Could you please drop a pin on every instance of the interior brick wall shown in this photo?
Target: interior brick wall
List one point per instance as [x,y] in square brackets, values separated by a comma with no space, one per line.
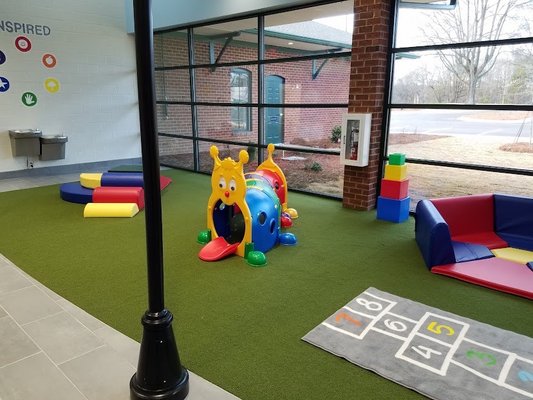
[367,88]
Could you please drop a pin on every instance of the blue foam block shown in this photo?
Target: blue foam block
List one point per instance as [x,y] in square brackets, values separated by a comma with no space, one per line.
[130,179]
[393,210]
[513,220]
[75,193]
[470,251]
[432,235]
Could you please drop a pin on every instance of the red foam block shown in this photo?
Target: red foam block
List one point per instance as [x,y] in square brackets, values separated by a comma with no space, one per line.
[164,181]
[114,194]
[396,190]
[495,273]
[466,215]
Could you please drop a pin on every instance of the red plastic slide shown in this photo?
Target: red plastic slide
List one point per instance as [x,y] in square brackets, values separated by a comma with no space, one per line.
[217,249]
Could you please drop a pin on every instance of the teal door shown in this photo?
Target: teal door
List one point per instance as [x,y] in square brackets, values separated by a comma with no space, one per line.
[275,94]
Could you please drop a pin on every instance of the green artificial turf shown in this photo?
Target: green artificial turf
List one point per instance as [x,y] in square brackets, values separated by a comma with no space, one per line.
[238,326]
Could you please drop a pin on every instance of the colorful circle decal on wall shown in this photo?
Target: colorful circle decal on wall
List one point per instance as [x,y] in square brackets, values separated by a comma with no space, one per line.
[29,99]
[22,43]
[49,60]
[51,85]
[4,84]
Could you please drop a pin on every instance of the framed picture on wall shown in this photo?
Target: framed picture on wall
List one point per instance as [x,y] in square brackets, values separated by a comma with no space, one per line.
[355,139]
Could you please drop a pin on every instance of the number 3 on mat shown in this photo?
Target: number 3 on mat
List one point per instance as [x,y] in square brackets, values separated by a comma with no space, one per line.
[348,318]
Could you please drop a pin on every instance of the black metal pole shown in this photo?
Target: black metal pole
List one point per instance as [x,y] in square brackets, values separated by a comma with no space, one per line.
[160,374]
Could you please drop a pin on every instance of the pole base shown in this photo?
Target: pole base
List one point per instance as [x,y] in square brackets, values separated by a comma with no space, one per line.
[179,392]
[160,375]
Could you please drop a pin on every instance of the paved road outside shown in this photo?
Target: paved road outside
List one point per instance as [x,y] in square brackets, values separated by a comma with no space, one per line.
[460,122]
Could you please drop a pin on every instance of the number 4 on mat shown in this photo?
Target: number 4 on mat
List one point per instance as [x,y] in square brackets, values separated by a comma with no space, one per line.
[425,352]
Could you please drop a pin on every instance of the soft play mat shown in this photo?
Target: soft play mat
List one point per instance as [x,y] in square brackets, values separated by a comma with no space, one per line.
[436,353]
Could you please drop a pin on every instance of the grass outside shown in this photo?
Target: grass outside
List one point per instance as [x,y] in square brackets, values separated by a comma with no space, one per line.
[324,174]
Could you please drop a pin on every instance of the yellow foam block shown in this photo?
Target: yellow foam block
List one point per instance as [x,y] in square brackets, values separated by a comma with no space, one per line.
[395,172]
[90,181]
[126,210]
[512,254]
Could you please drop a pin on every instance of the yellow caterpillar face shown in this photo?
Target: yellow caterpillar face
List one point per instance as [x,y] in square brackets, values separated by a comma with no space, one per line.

•••••

Stated exercise. Rewrite all the rows above, swapping "drop a pin on" for "place a marker on" everywhere it occurs and keeping everything else the same. Leave out the pictures.

Task result.
Could you please place a marker on every instance of the interior brick wall shown in this photo?
Target: interior brick wall
List one point per instance as [x,y] in square brackets, values separated by a comma with no space, one per line.
[367,88]
Could you please place a marker on every instance of the blue foam block shown in this photo?
Target: blue foam block
List one point per instance as [x,y] in square brackets, values separated by a comma with no space, one per line.
[130,179]
[393,210]
[513,220]
[75,193]
[470,251]
[432,235]
Could you please place a marker on every instance of the red foam block shown in this photo?
Target: red foam block
List one point per instance as [x,y] in square brackets, values separated by a comma with no space, one per line.
[164,181]
[114,194]
[396,190]
[495,273]
[466,215]
Could you please place a marker on every instance of the red plastic slide shown in this photo?
Target: red plastic slide
List one point per instance as [x,y] in square brackets, values separated by a comma with no space, one per line.
[217,249]
Could you please place a marker on every instance of the teal door shown in this photo?
Target: teal door
List one point per instance as [x,y] in square brackets, values separated by a comma with no space, one per line.
[275,94]
Could you please place a marker on every instance of the green artificial turf shown in this photo?
Target: green artificial turf
List one point per instance as [x,y] in square brackets, values separated by a comma with no space, one per line.
[238,326]
Could you please place a marker on every instance of the colorful circle decal on wall shown in this photo?
Target: colorful circle decal on wall
List one point per instance as [x,y] in square brackets, values separated by a comma with no space, one per line.
[29,99]
[22,43]
[49,60]
[51,85]
[4,84]
Could you please place a marker on every instance of the framed picture on wall shown in this photo?
Target: framed picture on wall
List one point per instance as [x,y] in square brackets, values separated by a comma with no space, one per line.
[355,139]
Could you please place a marker on every instance of the number 3 on mat shown in this photo?
Target: number 3 on mat
List one point per instance as [x,y] in square brackets, values separated by a comma with no space, one per line.
[348,318]
Could you please place a marker on every instance of the black metal pole shown in this photo?
Target: black metal pole
List one point per instance as [x,y] in square brackets, values separated by a comma with no space, one per line.
[160,374]
Could you please place a marker on every instance of the pole base shown in this photo?
Target: pole base
List one point per instance as [x,y] in square brackets, values separated by a comma with no space, one per line.
[179,392]
[160,375]
Could you please place a marker on every instance of the paved road outside shown in this photo?
Target: paved road outside
List one point per instance as [x,y] in square brackets, values separated by a comma with no space, one per line.
[460,122]
Could you please place a marker on every instance of the number 4 on mat shown in this photo?
Target: number 4 on mat
List one point per instance as [x,y] in square brackets, values separated by a comma with no space, one per line.
[425,352]
Could you please place a marker on every instance of the soft play mat shown in this photo?
Target: soft play mat
List one point per instance as [x,y] in square brackets, values separated by a comma with no space, one per line.
[436,353]
Could you please place a marker on every instance of the grass outside shown in this photo?
Target: grass outside
List one point per instance as [x,y] in square brackets, values separated by a comma with no space, one per line.
[324,174]
Could you please place a marker on every instance of the yellow foam block shown in this photo?
Target: yellow foam block
List one point per instance as [x,y] in square brackets, values separated by a comma with no space, one per line.
[395,172]
[90,181]
[126,210]
[512,254]
Could you please place a marker on every instance of the yellow caterpillar face shown in this photo?
Target: yellow caterpillar face
List one point per instance as [x,y] in square brackets, values separated by a comma with no space, one per line.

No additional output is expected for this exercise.